WHAT YOU SHOULD DO – Return each line of the records that contains the string "stone". Treat uppercase and lowercase as different.

START RECORDS SUPPLIED

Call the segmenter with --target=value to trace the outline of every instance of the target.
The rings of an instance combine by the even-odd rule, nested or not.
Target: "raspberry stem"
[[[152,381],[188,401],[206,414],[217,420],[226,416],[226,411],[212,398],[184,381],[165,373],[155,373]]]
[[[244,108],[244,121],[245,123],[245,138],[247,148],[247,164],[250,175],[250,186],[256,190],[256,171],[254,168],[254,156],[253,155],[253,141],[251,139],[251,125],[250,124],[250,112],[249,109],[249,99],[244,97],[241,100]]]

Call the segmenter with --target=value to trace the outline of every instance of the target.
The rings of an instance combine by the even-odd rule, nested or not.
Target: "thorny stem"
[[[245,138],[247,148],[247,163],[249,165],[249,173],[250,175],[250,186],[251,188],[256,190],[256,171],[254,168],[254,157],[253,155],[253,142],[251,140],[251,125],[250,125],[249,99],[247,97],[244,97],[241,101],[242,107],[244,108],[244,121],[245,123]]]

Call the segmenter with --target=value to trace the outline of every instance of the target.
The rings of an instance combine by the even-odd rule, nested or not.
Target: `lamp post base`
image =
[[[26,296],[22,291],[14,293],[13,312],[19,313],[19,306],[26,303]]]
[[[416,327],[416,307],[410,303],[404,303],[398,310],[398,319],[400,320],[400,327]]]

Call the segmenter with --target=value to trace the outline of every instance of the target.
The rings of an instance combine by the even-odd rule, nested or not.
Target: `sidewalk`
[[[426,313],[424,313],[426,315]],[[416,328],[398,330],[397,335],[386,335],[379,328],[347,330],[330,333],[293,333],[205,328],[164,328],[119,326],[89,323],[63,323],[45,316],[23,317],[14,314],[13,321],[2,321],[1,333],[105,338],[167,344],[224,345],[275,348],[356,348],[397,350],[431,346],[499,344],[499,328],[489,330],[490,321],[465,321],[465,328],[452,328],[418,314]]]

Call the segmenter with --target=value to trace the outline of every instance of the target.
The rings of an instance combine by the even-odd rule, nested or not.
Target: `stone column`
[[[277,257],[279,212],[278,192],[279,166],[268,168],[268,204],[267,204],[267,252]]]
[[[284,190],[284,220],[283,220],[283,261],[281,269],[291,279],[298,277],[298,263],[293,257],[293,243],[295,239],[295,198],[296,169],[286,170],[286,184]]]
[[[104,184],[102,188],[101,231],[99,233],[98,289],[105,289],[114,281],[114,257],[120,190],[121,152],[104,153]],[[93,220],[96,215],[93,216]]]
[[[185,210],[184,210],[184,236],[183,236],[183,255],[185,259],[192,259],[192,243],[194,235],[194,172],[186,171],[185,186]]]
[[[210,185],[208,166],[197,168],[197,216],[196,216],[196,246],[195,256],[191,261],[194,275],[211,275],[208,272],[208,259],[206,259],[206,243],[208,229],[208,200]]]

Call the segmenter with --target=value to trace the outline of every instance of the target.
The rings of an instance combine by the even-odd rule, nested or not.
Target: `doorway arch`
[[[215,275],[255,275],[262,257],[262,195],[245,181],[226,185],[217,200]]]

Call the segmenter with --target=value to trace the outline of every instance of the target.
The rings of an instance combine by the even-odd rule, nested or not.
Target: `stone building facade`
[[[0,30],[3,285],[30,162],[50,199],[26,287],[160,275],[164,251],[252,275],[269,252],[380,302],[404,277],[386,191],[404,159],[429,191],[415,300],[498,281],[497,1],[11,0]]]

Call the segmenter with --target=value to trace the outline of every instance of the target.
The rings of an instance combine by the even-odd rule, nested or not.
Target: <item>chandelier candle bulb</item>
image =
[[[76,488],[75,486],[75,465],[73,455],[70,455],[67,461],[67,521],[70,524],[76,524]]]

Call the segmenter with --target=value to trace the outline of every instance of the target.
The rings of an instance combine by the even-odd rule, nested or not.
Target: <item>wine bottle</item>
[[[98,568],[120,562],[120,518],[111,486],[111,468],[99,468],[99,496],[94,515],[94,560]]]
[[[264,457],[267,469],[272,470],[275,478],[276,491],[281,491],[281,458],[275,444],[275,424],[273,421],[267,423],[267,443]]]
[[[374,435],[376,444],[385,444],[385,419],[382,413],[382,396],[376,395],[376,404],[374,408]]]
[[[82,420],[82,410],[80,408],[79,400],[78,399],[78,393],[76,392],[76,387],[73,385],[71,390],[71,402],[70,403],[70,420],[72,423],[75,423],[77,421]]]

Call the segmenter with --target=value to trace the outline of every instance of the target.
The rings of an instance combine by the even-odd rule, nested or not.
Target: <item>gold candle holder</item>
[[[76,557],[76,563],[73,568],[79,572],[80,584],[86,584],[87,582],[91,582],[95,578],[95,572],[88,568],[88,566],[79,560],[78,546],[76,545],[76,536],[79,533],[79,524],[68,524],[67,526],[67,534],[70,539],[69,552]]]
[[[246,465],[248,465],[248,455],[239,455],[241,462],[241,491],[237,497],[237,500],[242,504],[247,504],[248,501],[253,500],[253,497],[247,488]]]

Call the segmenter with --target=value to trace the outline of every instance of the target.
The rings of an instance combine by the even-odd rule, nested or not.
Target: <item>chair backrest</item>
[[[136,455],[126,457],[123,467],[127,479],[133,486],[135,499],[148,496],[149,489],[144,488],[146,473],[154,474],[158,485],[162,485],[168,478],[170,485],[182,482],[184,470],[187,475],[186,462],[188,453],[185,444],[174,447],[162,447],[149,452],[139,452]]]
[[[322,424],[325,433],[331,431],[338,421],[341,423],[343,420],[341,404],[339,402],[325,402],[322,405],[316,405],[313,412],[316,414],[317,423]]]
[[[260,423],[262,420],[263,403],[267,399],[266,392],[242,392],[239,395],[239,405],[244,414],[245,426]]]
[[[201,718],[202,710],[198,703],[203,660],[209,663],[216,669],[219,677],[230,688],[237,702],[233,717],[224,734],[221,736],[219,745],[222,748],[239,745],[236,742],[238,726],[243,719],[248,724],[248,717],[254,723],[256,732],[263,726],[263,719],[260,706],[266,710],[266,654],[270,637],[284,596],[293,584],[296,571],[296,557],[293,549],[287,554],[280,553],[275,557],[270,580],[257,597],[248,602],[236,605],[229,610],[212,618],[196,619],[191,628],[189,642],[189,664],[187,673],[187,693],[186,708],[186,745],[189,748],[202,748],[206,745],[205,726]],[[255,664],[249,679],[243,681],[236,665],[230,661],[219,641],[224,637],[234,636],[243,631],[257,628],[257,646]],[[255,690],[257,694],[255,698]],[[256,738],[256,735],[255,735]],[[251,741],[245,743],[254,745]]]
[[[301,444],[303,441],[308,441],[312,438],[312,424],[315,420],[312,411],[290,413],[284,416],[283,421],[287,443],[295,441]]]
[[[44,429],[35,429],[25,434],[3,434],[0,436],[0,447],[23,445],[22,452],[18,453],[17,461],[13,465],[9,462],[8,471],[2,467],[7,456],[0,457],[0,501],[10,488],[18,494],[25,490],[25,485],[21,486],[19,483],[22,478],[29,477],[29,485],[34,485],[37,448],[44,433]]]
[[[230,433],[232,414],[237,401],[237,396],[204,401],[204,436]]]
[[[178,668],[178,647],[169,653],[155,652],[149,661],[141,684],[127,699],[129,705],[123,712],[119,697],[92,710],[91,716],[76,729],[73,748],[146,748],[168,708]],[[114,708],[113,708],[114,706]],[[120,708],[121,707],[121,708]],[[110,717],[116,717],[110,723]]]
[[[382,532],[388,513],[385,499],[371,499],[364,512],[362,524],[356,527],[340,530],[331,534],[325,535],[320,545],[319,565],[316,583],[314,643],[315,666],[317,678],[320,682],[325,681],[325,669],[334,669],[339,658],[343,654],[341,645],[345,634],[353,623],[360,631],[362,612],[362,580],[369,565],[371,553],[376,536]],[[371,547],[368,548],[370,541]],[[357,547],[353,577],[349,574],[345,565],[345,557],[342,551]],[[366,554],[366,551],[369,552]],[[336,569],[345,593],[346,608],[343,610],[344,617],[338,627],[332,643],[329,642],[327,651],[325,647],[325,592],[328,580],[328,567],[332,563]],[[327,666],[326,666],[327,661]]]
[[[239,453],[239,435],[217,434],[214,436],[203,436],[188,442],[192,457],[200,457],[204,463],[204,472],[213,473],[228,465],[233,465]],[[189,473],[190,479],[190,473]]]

END RECORDS SUPPLIED

ANSWER TO THE PROBLEM –
Target: `stone column`
Target: `stone building facade`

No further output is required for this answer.